== Segment start ==
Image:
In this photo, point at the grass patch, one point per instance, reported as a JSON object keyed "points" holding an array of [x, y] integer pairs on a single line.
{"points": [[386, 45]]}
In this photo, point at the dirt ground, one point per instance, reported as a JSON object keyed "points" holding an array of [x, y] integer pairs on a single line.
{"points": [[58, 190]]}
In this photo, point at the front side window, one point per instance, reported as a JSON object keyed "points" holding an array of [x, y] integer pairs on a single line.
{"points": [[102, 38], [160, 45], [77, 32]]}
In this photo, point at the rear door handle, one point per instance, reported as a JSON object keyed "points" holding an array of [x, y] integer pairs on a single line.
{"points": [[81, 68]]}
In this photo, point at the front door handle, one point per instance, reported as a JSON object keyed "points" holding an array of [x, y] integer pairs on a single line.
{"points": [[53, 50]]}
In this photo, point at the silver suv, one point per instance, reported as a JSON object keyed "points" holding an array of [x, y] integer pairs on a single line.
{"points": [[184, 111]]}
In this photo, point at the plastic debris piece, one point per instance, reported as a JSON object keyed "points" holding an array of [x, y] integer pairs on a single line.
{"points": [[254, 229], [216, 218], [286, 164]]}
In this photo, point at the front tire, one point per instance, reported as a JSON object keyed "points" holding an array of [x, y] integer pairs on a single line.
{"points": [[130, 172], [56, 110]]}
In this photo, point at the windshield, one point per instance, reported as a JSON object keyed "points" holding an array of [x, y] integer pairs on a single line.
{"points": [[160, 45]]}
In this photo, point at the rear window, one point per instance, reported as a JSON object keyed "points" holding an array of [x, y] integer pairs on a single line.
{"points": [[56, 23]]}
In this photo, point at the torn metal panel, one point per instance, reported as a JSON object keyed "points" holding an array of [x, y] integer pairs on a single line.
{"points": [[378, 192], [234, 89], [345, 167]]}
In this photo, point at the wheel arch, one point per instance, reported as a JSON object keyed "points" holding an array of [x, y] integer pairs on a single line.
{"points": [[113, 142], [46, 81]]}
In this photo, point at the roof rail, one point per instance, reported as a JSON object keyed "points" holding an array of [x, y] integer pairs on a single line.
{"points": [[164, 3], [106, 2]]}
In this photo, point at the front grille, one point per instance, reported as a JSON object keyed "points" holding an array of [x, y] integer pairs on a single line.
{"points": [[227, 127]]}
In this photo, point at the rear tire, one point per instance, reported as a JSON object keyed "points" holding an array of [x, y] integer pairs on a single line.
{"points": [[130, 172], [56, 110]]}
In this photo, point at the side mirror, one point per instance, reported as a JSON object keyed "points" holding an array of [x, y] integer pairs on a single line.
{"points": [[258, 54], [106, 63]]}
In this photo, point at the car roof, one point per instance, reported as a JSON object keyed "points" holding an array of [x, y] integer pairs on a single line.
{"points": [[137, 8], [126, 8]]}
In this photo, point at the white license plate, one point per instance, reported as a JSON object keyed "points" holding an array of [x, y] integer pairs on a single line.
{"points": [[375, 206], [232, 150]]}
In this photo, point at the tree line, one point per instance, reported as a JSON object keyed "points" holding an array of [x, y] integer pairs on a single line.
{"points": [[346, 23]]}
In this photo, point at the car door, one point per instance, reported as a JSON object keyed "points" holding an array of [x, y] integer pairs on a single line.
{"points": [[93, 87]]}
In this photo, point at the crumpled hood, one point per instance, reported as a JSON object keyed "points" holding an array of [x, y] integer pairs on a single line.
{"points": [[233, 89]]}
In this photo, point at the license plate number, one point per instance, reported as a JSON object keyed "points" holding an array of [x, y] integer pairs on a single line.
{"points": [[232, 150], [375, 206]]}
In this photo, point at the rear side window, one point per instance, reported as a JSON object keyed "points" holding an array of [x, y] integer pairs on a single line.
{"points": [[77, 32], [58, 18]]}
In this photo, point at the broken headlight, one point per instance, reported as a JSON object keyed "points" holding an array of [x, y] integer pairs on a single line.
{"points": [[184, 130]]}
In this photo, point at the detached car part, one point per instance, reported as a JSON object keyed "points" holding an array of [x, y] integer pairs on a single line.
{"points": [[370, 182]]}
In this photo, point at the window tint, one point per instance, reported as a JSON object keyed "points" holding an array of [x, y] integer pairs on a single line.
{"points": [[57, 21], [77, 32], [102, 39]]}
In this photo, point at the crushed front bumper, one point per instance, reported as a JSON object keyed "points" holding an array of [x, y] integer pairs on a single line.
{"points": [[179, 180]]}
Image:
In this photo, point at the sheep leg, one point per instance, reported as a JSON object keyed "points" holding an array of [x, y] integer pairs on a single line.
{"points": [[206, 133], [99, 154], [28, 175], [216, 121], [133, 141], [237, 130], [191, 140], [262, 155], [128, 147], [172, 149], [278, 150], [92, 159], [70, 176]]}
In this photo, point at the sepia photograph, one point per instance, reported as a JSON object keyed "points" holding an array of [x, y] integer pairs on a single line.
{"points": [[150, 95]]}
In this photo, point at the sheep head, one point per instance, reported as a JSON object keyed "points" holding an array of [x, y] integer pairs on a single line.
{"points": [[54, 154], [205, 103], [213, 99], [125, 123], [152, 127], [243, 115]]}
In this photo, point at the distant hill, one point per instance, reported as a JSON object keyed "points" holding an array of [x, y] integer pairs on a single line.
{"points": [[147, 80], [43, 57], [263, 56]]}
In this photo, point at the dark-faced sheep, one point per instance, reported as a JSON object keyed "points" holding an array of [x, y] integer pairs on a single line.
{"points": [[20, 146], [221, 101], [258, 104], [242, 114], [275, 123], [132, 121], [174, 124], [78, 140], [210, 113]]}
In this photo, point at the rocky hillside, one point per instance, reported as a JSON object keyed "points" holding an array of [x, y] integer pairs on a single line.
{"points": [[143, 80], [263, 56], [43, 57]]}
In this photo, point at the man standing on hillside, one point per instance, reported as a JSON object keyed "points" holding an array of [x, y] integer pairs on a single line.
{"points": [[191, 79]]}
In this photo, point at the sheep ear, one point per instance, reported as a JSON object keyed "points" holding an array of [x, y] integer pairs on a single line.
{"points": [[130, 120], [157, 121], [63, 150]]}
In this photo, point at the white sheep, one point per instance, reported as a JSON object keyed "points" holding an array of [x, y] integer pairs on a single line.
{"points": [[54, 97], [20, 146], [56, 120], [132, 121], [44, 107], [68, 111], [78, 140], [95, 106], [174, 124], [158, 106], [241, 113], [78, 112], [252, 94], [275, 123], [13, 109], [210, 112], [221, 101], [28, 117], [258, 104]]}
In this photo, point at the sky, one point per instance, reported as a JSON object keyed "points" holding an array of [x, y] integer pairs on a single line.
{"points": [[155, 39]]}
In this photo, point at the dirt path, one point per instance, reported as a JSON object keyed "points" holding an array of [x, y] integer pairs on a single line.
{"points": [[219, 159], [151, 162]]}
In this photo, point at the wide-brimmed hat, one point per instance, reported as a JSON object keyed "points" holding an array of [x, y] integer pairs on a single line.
== Segment end ==
__Task objective__
Output every line above so that it reads exactly as before.

__Output for this exercise__
Image:
In this photo, point at the grass patch, one point per instance, reported as a JSON object keyed "points" holding an array of [x, y] integer pairs on a single line.
{"points": [[386, 45]]}
In this photo, point at the dirt ground, one point per instance, reported as a JSON object keyed "points" holding an array of [x, y] integer pairs on a single line.
{"points": [[58, 190]]}
In this photo, point at the front side window, one point per instance, reported as a JSON object keyed "points" holding an array of [x, y] integer pairs on a single line.
{"points": [[102, 38], [160, 45], [77, 32]]}
In this photo, point at the rear door handle, one point per instance, reported as a JSON object keyed "points" holding an array of [x, y] integer pairs on a single line.
{"points": [[81, 68]]}
In this photo, point at the front door handle, one point per instance, reported as a JSON object keyed "points" holding an array of [x, y] integer pairs on a single line.
{"points": [[53, 50]]}
In this photo, point at the silver suv, one point per instance, reported as a JSON object keyed "points" holding an array of [x, y] integer pairs on a single line.
{"points": [[184, 111]]}
In this photo, point at the plastic debris piece, one point per instance, reported as a JSON object keyed "points" holding an array of [x, y] integer pairs on a single line.
{"points": [[254, 229], [216, 218], [286, 164]]}
In this photo, point at the front tire, one point per instance, reported as a JSON object keyed "points" holding an array of [x, y] integer pairs on a single line.
{"points": [[130, 172], [56, 110]]}
In this photo, point at the windshield, one point per instance, reported as a JSON object keyed "points" holding an array of [x, y] integer pairs on a single line.
{"points": [[160, 45]]}
In this photo, point at the rear window, one point per instance, reported as a JSON object keyed "points" holding an array of [x, y] integer pairs on a single line.
{"points": [[56, 23]]}
In this photo, point at the torn metal panel, one point per instance, reported as a JSON object keyed "points" holding an array of [x, y] integer pairs on a single line.
{"points": [[378, 192], [234, 89], [345, 167]]}
In this photo, point at the wheel arch, one point per instance, reported as a JSON object keyed "points" holding an array of [x, y] integer pairs on a single line.
{"points": [[113, 142], [46, 81]]}
In this photo, point at the roof rail, one point per instance, reported as a JSON object keyed "points" holding an array of [x, y] integer pairs on a single line.
{"points": [[164, 3], [106, 2]]}
In this photo, point at the front grille, one point per instance, reported as a JSON object keyed "points" holding an array of [x, y] integer pairs on a single line.
{"points": [[227, 127]]}
In this photo, point at the rear tire, one point per instance, reported as a JSON object keyed "points" holding an array of [x, y] integer pairs on a single line.
{"points": [[130, 172], [56, 110]]}
In this photo, point at the side mirror, one point per instance, reported as a JSON object keyed "points" holding an array of [x, y] integer pairs on a single line.
{"points": [[258, 54], [106, 63]]}
In this photo, point at the car roof, one point per instance, reported as a JSON object keyed "points" holding an array of [x, y] integer pairs on a single line.
{"points": [[137, 8], [126, 8]]}
In this photo, point at the white license plate, one point per instance, reported as a JSON object keyed "points" holding an array of [x, y] integer pairs on a single line.
{"points": [[375, 206], [232, 150]]}
In this photo, point at the tree line, one point per instance, reported as a JSON object keyed "points" holding an array of [x, y] integer pairs on a single line.
{"points": [[346, 23]]}
In this photo, point at the car door, one point per instance, reported as a JSON object keyed "points" holding an array of [x, y] integer pairs on a single line.
{"points": [[93, 87]]}
In this photo, point at the crumpled hood, one point per instance, reported as a JSON object keyed "points" holding an array of [x, y] integer pairs on a single line.
{"points": [[233, 89]]}
In this photo, point at the license plate number, one point per instance, reported as a JSON object keyed "points" holding an array of [x, y] integer pairs on a single line.
{"points": [[232, 150], [375, 206]]}
In this photo, point at the rear side window, one point per instance, reported as a JSON object keyed "points" holding an array of [x, y] integer pairs on a single line.
{"points": [[77, 32], [58, 18]]}
In this photo, point at the broken headlight, one point per instance, reported as a JSON object keyed "points" holding an array of [x, y] integer pairs on a single line.
{"points": [[184, 130]]}
In this photo, point at the detached car part, one point per instance, reported as a JSON object keyed "points" holding an array of [x, y] integer pairs on a single line.
{"points": [[370, 182]]}
In this photo, point at the window tint, one point per instance, reported as a JSON object keyed "points" holding an array of [x, y] integer pairs on a single line.
{"points": [[57, 21], [77, 32], [102, 39]]}
In this photo, point at the crushed front bumper, one point per instance, reported as a JSON object keyed "points" holding an array of [x, y] integer pairs on a single line.
{"points": [[179, 180]]}
Image:
In this photo, point at the sheep leg, one point per instance, reported as a JSON object keyed "points" holding an array of [x, y] integer pairs on a single line.
{"points": [[206, 133], [99, 154], [28, 175], [216, 121], [133, 141], [237, 130], [191, 140], [262, 155], [128, 147], [172, 149], [278, 150], [92, 159], [70, 176]]}
In this photo, point at the sepia photograph, one point per instance, reported as a JSON object keyed "points" holding an array of [x, y] integer pairs on a single line.
{"points": [[150, 95]]}
In this photo, point at the sheep head, one point per instance, reported as a JSON object keyed "points" holding an array of [x, y] integer pairs on a single line.
{"points": [[54, 154], [205, 103], [213, 99], [125, 123], [152, 127], [243, 115]]}
In this photo, point at the distant hill, one point per instance, reported as a JSON object keyed "points" holding an array of [x, y] integer pairs on a single line.
{"points": [[147, 80], [43, 57], [263, 56]]}
In this photo, point at the dark-faced sheep, one point per instance, reported as a JSON object keyed "points" holding an array of [x, y] integer pairs on a single line.
{"points": [[20, 146], [221, 101], [258, 104], [242, 114], [275, 123], [132, 121], [174, 124], [78, 140], [210, 113]]}
In this photo, point at the rocky hillside, one point per instance, reported as a JSON object keyed "points" holding an array of [x, y] integer pairs on a single line.
{"points": [[143, 80], [263, 56], [43, 57]]}
In this photo, point at the man standing on hillside, one point per instance, reported as a JSON object keyed "points" holding an array of [x, y] integer pairs on a single line.
{"points": [[191, 79]]}
In this photo, point at the sheep ear, one point per instance, reported as a JSON object keyed "points" holding an array of [x, y] integer pairs on a single line.
{"points": [[130, 120], [157, 121], [63, 150]]}
In this photo, point at the white sheep, one point per instance, reported as a JSON object keyed "points" holding an array of [x, y] integer pairs on a single line.
{"points": [[54, 97], [20, 146], [56, 120], [132, 121], [44, 107], [68, 111], [78, 140], [95, 106], [174, 124], [158, 106], [241, 113], [78, 112], [252, 94], [275, 123], [13, 109], [210, 112], [221, 101], [28, 117], [258, 104]]}
In this photo, point at the sky, one point per instance, reported as a JSON object keyed "points" holding an array of [x, y] integer pairs on a single line.
{"points": [[155, 39]]}
In this photo, point at the dirt path, one point per instance, reported as a JSON object keyed "points" holding an array of [x, y] integer pairs on a single line.
{"points": [[219, 159], [151, 162]]}
In this photo, point at the wide-brimmed hat, one point per instance, reported as a JSON object keyed "points" holding an array of [x, y] integer pairs on a single line.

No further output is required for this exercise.